- **SHORT TASK**
Copy each of the items below word for word, leaving out the pictures.
** START OF RECORDS FOR THE TASK **
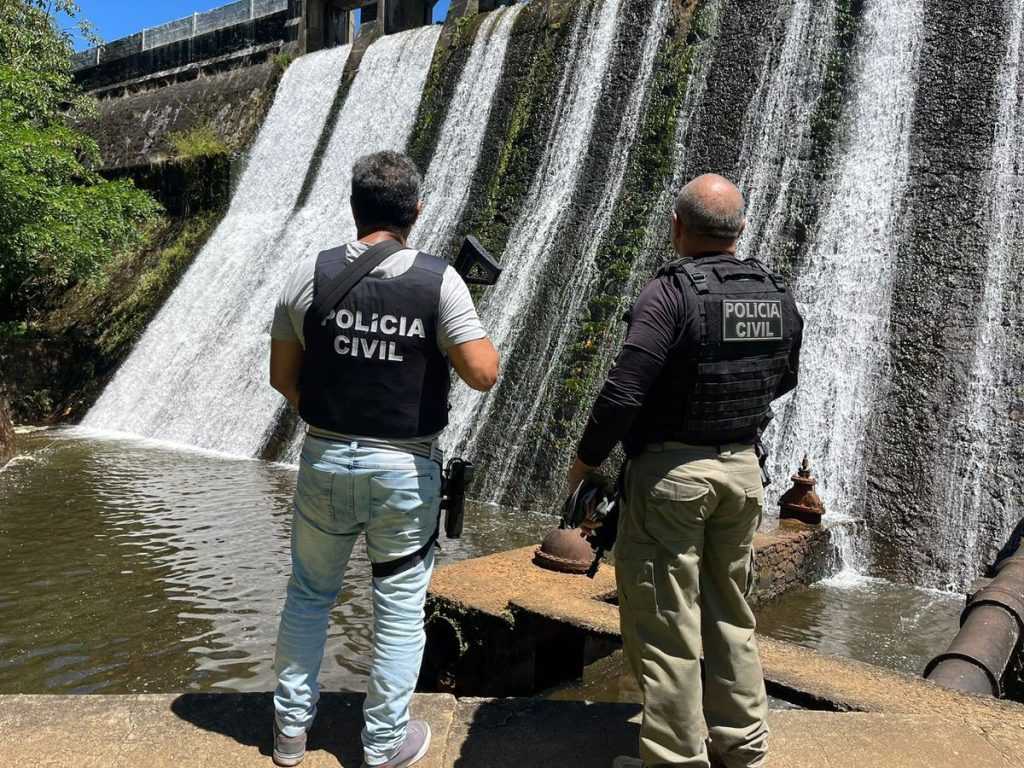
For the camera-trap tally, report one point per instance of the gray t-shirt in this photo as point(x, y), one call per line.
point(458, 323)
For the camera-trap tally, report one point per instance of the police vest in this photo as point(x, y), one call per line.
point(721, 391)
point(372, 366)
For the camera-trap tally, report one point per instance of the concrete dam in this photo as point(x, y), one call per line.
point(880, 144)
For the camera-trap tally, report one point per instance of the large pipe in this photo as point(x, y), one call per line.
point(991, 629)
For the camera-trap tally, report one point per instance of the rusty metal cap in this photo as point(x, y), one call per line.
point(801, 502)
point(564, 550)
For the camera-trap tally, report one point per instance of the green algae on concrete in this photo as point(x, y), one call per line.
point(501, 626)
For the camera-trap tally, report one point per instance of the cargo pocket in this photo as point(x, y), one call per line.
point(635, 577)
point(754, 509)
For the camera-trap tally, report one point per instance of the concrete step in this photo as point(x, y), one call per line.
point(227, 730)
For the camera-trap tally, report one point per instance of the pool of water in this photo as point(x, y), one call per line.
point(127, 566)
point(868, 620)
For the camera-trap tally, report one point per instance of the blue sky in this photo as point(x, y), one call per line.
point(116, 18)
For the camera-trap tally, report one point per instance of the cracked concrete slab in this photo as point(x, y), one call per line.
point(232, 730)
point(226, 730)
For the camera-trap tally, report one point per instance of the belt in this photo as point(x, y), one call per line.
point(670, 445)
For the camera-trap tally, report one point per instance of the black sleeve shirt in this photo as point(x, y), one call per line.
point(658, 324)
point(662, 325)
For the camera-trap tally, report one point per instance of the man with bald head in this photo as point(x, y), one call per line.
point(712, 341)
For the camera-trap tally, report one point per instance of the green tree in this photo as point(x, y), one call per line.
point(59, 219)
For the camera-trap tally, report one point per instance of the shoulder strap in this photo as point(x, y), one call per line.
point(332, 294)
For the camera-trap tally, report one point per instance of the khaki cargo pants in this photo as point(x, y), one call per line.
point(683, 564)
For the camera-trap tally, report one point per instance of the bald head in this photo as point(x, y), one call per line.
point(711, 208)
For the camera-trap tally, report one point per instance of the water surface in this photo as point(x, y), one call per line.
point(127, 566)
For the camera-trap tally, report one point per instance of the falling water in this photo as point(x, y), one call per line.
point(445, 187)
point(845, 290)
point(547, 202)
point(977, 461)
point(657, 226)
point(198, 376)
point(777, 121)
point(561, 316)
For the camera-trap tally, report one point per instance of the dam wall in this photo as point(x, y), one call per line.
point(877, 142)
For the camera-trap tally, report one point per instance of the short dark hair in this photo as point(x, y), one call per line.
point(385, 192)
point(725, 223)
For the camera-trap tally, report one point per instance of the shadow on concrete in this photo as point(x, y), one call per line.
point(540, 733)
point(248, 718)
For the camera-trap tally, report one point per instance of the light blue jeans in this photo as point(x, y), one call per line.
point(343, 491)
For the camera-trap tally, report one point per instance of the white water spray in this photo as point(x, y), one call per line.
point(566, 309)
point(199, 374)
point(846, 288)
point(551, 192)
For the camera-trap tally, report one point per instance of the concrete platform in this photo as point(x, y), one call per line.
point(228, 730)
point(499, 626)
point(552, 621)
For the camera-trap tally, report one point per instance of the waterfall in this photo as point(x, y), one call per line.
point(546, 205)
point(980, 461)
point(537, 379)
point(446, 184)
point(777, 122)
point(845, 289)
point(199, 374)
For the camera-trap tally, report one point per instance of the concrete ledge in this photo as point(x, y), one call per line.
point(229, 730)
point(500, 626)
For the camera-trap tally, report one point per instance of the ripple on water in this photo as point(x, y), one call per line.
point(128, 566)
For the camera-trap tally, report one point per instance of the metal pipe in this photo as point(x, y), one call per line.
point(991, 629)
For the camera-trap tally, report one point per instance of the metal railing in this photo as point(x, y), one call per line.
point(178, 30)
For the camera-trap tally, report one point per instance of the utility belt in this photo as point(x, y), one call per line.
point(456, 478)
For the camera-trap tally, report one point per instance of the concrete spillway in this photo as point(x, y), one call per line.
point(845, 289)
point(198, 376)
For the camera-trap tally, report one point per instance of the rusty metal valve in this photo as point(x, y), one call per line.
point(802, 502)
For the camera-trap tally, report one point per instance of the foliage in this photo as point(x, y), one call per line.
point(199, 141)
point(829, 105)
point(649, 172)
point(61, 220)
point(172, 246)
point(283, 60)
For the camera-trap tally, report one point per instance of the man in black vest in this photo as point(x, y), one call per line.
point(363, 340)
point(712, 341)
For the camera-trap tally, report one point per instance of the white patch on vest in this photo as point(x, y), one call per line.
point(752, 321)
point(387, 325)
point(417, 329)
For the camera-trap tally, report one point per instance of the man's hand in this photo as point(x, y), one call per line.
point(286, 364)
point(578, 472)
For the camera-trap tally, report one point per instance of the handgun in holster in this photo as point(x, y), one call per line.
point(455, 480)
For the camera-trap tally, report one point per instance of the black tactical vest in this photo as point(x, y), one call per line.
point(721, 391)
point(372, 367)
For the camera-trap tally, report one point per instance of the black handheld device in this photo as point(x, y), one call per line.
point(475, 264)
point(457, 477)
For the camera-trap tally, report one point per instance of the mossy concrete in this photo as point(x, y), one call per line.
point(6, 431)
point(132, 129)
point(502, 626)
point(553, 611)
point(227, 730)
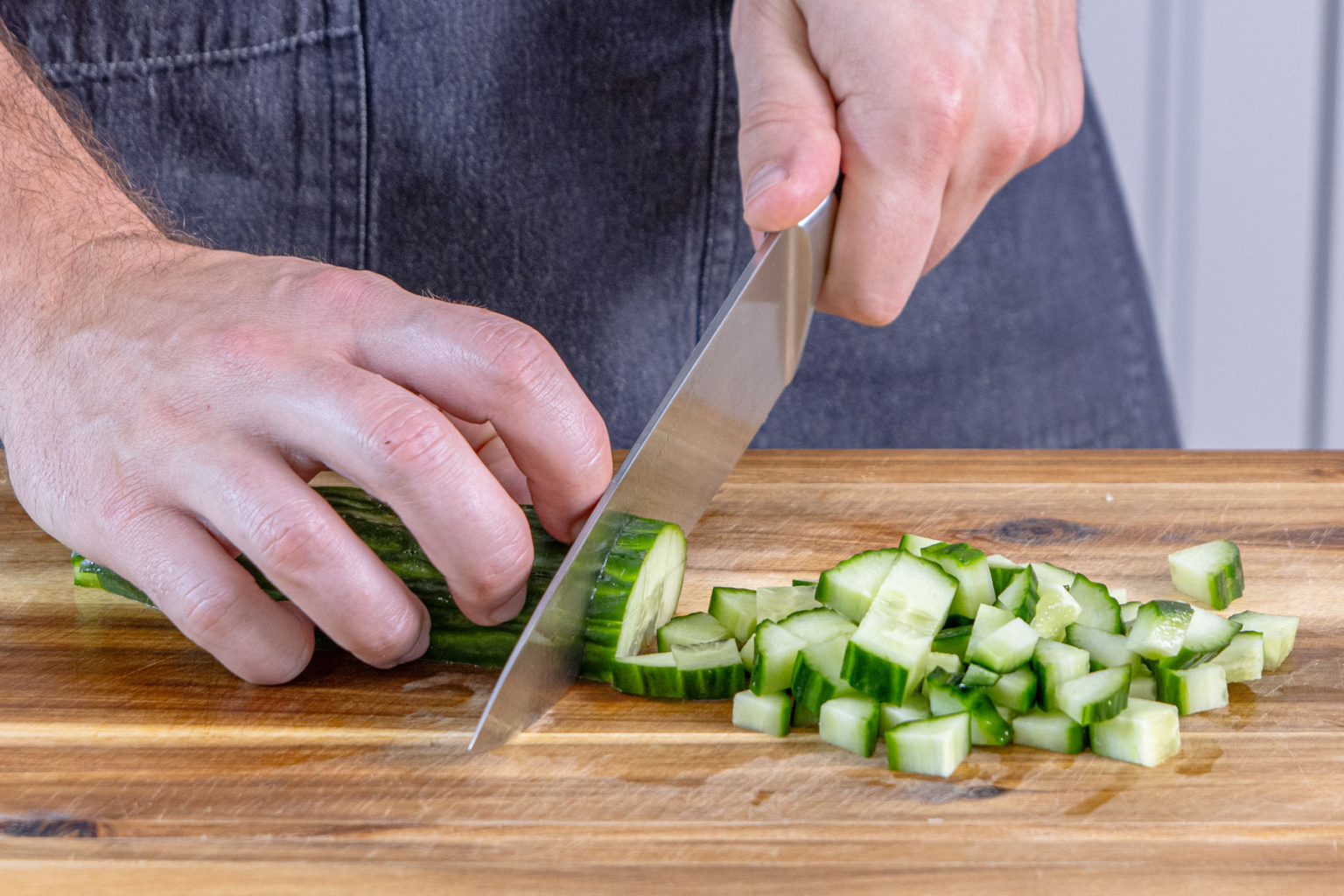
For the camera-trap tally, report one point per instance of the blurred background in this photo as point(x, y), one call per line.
** END OF RECORDS FOR THE TASK **
- **ANSWER BELOW**
For the camera-trap tally, report one point per instance of the gray t-shirt in this photo as point(x, y), one call per line.
point(458, 323)
For the camera-trap tally, report one point per instance of the police vest in this photo as point(x, y), one call per line.
point(721, 391)
point(372, 366)
For the camera-trap tally, report one point per instance of the concrete dam in this photo as point(x, y), one call per line.
point(880, 144)
For the camera-trap tally, report one point per instance of the large pipe in this photo as point(x, y), one call per line.
point(991, 629)
For the camera-trap tally, report one point per instance of the rusty metal cap in this photo as point(x, y), one call per line.
point(801, 502)
point(564, 550)
For the camera-trap tally, report one point per instance of the green algae on concrete in this photo as point(x, y), one call per line.
point(501, 626)
For the camera-trap tally, report one point per instance of the cargo pocket in this photo as point(x, y), one call per line.
point(635, 577)
point(754, 509)
For the camera-trap tally, report one point per instance of the concrete step in this photo as point(x, y), one call per line.
point(227, 730)
For the camera-trap tally, report one point per instance of the pool of water in this photo as point(x, y), one call per line.
point(127, 566)
point(868, 620)
For the camera-trap tally, report one point per instance of the blue sky in this photo as point(x, y), one call per line.
point(116, 18)
For the camera-trap tally, report one point per instance of the cracked concrete slab in this photo as point(x, y), one call per line.
point(232, 730)
point(226, 730)
For the camera-trap tally, report one point per instance of the belt in this photo as point(x, y), one call per line.
point(670, 445)
For the camera-trap tally, report one point per instance of the black sleeve shirt in this photo as point(x, y), one call per line.
point(658, 324)
point(662, 325)
For the camera-trap tally, report one point per instance of the man with bald head in this photo as point(x, y), one call per line.
point(712, 341)
For the camera-trap tally, report one point per instance of the green tree in this photo as point(x, y), one call per line.
point(59, 219)
For the camera-trap tally, report one point per instance of the shoulder strap in this photo as point(x, y), one call per line.
point(332, 294)
For the camera-trap tally, report one point per instance of the khaki cargo pants in this photo as point(x, y), one call per line.
point(683, 564)
For the camera-trap tally, report one point per instance of the bald head in this photo as point(x, y), one call per line.
point(711, 208)
For the camera-trap tally, report one point per instance of the water surface in this photo as point(x, y), one call per line.
point(127, 566)
For the camera-trap tally, report one point per instance of the falling water in this photo as point(x, y), one call per line.
point(445, 187)
point(845, 290)
point(547, 202)
point(977, 461)
point(657, 226)
point(198, 376)
point(777, 121)
point(561, 316)
For the camera-trap tally, report one point per instance of the dam wall in this photo as point(x, y), one call per line.
point(877, 142)
For the camera-trap tally, report one point per instance of the short dark hair in this photo as point(x, y), one call per line.
point(385, 192)
point(725, 223)
For the camera-trap tally, report one point per instance of the shadow on concrete in this photo as point(x, y), one call per line.
point(540, 733)
point(248, 718)
For the camera-trap tally, report one point per instance of the light blue jeans in this photo as point(x, y), one call per line.
point(343, 491)
For the camera-trap tally, report one point per instance of the white water spray in this photo as point(x, y), one call per line.
point(566, 309)
point(199, 374)
point(846, 288)
point(551, 192)
For the camera-trap tally, report one point per instance of the concrete platform in this photo as point(x, y), one call per line.
point(228, 730)
point(499, 626)
point(552, 621)
For the camera-trap tally, report one point per instance of the waterfall in this photo as point(x, y), one call per line.
point(546, 205)
point(980, 461)
point(537, 379)
point(446, 184)
point(777, 122)
point(845, 289)
point(199, 374)
For the camera-trap tally, report one point per instance of the concrete ledge in this photo as point(x, y), one call per line.
point(229, 730)
point(500, 626)
For the camera-trap tally, report one point per instance of the ripple on water in this photo as point(x, y), one call per line.
point(128, 566)
For the camera-trap tally, report one point per instance of the metal pipe in this photo as point(x, y), one call per line.
point(991, 629)
For the camera-trap tally, report one point per instance of the metal railing in this photo as point(x, y), one call per line.
point(178, 30)
For the camera-trap tally, report one point per instance of the utility belt in this photo as point(x, y), one call per line.
point(456, 478)
For the camera-trap tally, report one point per instance of the concrete spillway in this photo as point(x, y), one call per line.
point(845, 289)
point(198, 376)
For the camera-trap tally, report one point per instance of the rusty metal valve in this photo as point(x, y), one call per line.
point(802, 502)
For the camera-trap tally, report one point per instance of the foliage in this photo as point(x, y), one call per line.
point(199, 141)
point(829, 105)
point(649, 172)
point(61, 220)
point(172, 246)
point(283, 60)
For the camera-trap tally, report one point per instance of the man in black vest in this photo as point(x, y), one call per line.
point(363, 340)
point(712, 341)
For the camera-trap tally, report one point per instance of the white patch on vest in this photo as point(x, y), one call per line.
point(752, 321)
point(387, 325)
point(417, 329)
For the camera-trap tally, report one point per instance of the man's hand in this photo as point(x, y), one call per line.
point(286, 364)
point(578, 472)
For the camera-trap tally, report one point per instance of the handgun in holster in this photo as point(x, y), one call per line.
point(455, 480)
For the camera-trap tally, report one point per instance of the black tactical vest in this photo as point(x, y), one call per line.
point(721, 391)
point(372, 367)
For the camera-trap tally, report one point per instance of the black handheld device in this photo as point(x, y), one call per line.
point(475, 264)
point(457, 477)
For the camera-trap tally, report one point per instance of the mossy concrete in this photo as point(x, y), one call per line.
point(6, 431)
point(132, 129)
point(502, 626)
point(553, 611)
point(227, 730)
For the camera-trap tally, report one point per instance of the blurred background in this photo as point(x, y), one call per line.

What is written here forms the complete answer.